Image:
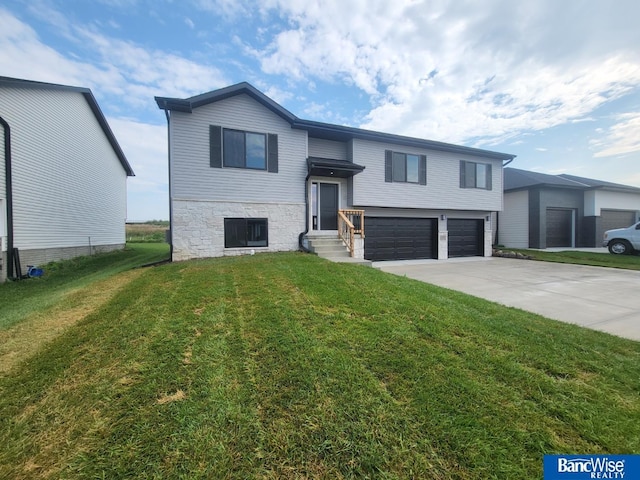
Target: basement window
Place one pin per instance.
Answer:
(245, 232)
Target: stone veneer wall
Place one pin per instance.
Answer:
(198, 227)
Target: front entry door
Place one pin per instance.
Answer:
(326, 203)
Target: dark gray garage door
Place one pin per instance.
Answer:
(394, 238)
(559, 227)
(466, 237)
(617, 219)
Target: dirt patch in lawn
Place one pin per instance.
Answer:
(27, 337)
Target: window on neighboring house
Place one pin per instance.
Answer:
(240, 149)
(405, 167)
(475, 175)
(245, 232)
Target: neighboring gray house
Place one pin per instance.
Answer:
(62, 176)
(542, 211)
(248, 175)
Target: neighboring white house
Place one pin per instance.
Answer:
(248, 175)
(62, 176)
(543, 210)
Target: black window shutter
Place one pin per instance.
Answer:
(272, 153)
(215, 146)
(423, 170)
(388, 166)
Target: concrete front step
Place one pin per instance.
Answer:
(334, 249)
(347, 259)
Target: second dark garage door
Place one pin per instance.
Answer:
(466, 237)
(559, 227)
(393, 238)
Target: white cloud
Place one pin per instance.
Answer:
(620, 139)
(460, 71)
(120, 68)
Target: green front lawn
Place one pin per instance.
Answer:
(287, 366)
(20, 299)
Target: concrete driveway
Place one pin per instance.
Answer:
(605, 299)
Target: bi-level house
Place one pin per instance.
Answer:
(246, 175)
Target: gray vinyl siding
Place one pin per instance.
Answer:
(327, 149)
(513, 223)
(69, 187)
(192, 178)
(443, 181)
(3, 195)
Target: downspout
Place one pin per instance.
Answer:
(498, 213)
(166, 112)
(306, 215)
(9, 192)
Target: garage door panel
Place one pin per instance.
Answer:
(559, 227)
(466, 237)
(389, 238)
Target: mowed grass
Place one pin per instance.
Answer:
(287, 366)
(20, 299)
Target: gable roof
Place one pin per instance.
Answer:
(318, 129)
(516, 179)
(590, 182)
(93, 104)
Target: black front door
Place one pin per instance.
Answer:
(328, 206)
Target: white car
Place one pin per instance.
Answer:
(623, 241)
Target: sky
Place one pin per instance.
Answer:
(556, 83)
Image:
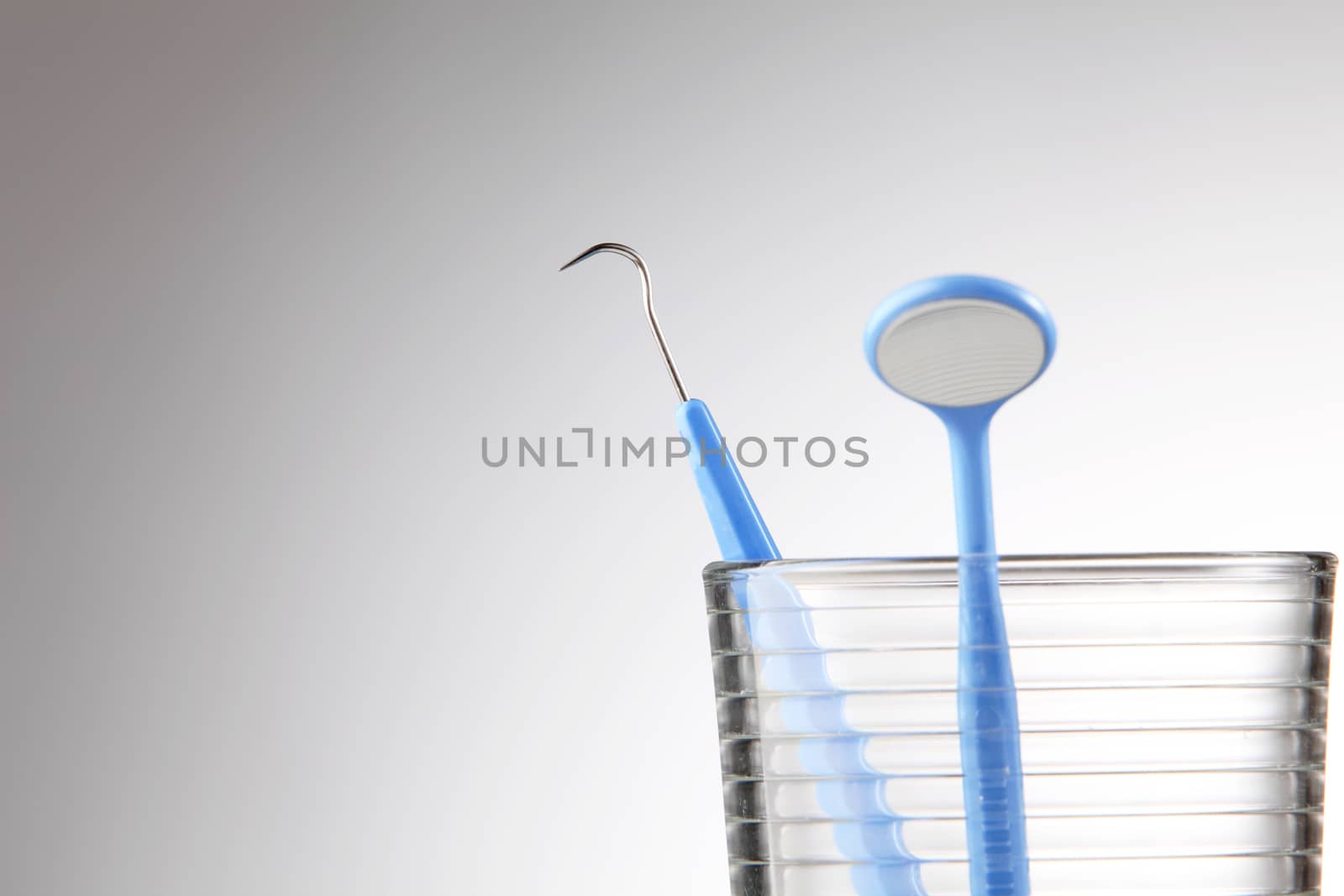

## EXERCISE PROMPT
Each line from the one that holds "Target: garage door panel" through the final line of the data must be retyped exactly; the pictures must not appear.

## TASK ANSWER
Target: garage door panel
Place one pin per instance.
Answer:
(559, 227)
(466, 237)
(389, 238)
Target: mowed grass
Place one pin per instance.
Answer:
(287, 366)
(20, 299)
Target: gable roof
Place one pin per instance.
Answer:
(318, 129)
(516, 179)
(590, 182)
(93, 104)
Target: black front door
Place one pin per instance.
Answer:
(328, 206)
Target: white car
Place one pin per instance.
Answer:
(623, 241)
Target: sky
Place one pin per instance.
Answer:
(556, 83)
Image:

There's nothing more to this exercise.